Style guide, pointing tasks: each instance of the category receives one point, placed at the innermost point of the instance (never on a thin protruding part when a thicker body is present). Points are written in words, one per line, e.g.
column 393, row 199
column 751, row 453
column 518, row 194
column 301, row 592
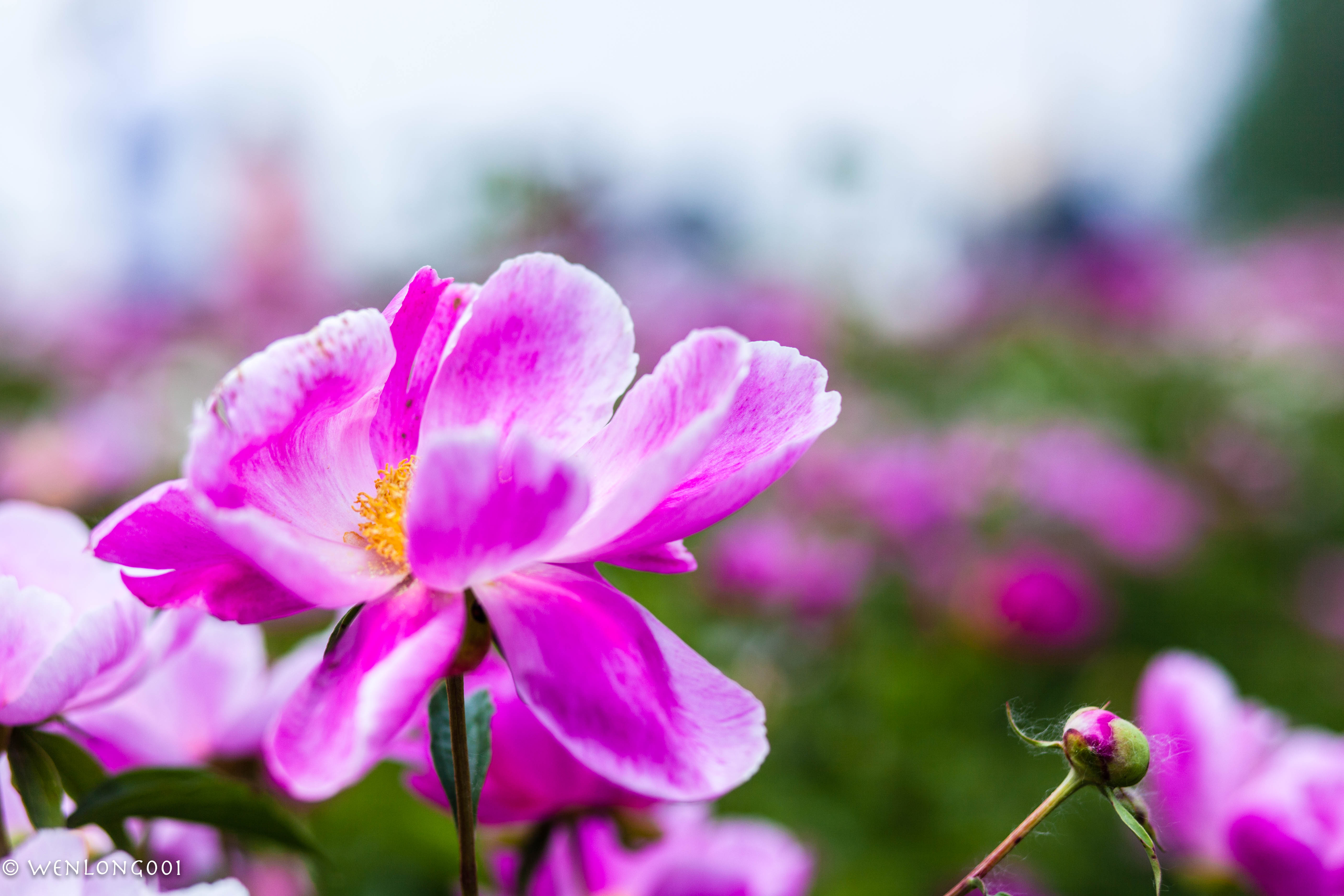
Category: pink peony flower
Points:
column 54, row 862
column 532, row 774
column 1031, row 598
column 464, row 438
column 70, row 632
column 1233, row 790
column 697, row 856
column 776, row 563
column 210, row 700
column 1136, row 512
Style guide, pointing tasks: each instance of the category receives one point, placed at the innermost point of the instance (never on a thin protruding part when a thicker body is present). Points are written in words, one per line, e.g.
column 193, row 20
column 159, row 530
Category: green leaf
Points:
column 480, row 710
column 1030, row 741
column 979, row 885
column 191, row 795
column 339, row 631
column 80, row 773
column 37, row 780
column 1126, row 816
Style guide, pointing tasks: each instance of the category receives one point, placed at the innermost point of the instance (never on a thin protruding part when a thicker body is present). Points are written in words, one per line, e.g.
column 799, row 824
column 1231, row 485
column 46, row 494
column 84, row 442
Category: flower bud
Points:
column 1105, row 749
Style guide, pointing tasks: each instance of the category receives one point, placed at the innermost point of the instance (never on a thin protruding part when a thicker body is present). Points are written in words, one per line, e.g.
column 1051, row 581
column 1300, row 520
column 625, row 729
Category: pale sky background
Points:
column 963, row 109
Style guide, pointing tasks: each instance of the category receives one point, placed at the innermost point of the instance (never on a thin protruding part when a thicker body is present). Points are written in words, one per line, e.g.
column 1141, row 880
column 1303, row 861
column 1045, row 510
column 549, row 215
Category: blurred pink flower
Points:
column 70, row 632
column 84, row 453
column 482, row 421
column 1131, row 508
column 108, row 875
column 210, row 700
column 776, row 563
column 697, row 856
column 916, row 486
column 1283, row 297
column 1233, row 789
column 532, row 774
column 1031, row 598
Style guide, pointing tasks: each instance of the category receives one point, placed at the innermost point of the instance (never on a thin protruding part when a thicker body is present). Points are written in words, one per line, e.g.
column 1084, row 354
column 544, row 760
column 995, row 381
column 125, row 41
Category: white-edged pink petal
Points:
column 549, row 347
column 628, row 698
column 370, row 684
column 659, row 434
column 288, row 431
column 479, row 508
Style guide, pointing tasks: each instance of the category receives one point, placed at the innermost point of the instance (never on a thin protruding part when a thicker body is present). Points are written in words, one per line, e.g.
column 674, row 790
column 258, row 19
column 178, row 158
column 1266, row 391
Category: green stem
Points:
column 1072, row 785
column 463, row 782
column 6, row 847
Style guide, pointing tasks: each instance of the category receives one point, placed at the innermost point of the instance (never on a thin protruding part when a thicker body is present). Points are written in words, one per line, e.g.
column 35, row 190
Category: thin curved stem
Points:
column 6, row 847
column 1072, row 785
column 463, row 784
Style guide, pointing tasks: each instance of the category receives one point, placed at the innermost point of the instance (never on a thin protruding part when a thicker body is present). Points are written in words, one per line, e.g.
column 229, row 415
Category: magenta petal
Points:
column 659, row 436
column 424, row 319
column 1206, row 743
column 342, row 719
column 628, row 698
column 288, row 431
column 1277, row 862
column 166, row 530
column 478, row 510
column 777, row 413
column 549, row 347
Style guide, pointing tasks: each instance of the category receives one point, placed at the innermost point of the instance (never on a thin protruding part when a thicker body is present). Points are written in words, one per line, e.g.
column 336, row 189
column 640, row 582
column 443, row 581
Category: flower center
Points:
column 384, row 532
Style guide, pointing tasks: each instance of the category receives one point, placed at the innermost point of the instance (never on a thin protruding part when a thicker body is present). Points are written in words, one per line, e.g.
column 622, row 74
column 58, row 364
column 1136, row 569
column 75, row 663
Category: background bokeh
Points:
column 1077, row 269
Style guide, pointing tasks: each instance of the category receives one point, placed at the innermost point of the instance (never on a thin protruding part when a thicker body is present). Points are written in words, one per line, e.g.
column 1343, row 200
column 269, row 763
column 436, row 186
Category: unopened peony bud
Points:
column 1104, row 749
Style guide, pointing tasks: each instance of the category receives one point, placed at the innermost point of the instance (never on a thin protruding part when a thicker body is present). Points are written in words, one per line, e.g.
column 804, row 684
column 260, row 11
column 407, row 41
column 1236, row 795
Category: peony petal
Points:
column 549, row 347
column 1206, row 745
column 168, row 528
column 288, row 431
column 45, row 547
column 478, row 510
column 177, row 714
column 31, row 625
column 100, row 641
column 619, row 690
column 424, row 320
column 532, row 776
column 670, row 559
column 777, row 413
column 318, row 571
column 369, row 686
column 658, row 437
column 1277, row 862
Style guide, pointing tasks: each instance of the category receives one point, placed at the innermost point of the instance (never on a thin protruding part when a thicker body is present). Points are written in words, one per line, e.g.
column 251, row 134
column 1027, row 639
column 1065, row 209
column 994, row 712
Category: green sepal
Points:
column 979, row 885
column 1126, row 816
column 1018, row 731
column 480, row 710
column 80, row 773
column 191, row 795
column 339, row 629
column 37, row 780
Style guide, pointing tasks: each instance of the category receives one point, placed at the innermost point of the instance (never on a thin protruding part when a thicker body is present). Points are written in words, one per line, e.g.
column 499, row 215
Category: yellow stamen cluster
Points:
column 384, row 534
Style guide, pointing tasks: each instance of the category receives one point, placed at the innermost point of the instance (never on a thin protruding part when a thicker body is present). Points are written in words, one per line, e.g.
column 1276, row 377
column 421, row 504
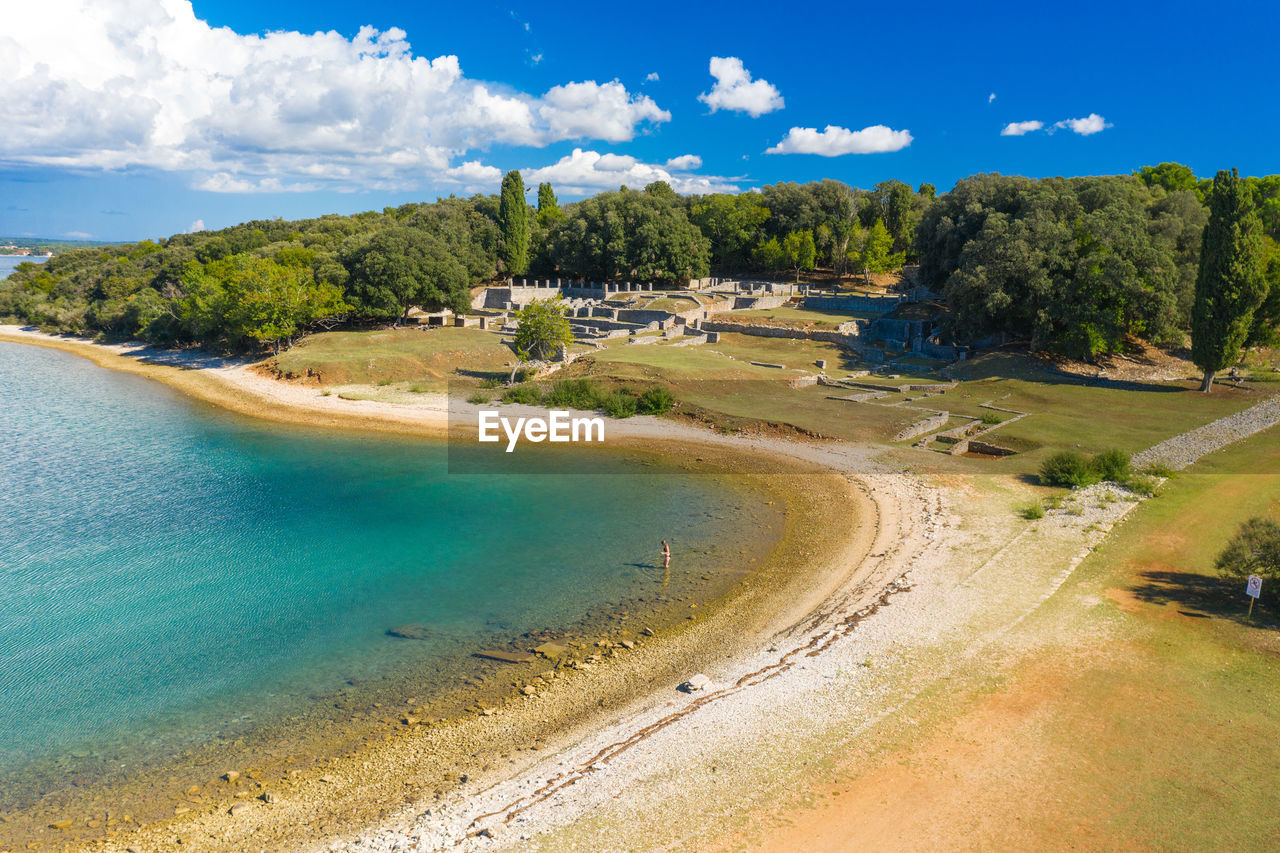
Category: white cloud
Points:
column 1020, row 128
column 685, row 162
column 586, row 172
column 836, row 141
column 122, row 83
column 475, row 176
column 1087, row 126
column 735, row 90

#### [What is needed]
Search the entries for the word "pink". Copy each line where it appears.

#### [Response to this task]
Category: pink peony flower
Category: blurred pink flower
Category: white-edged pink petal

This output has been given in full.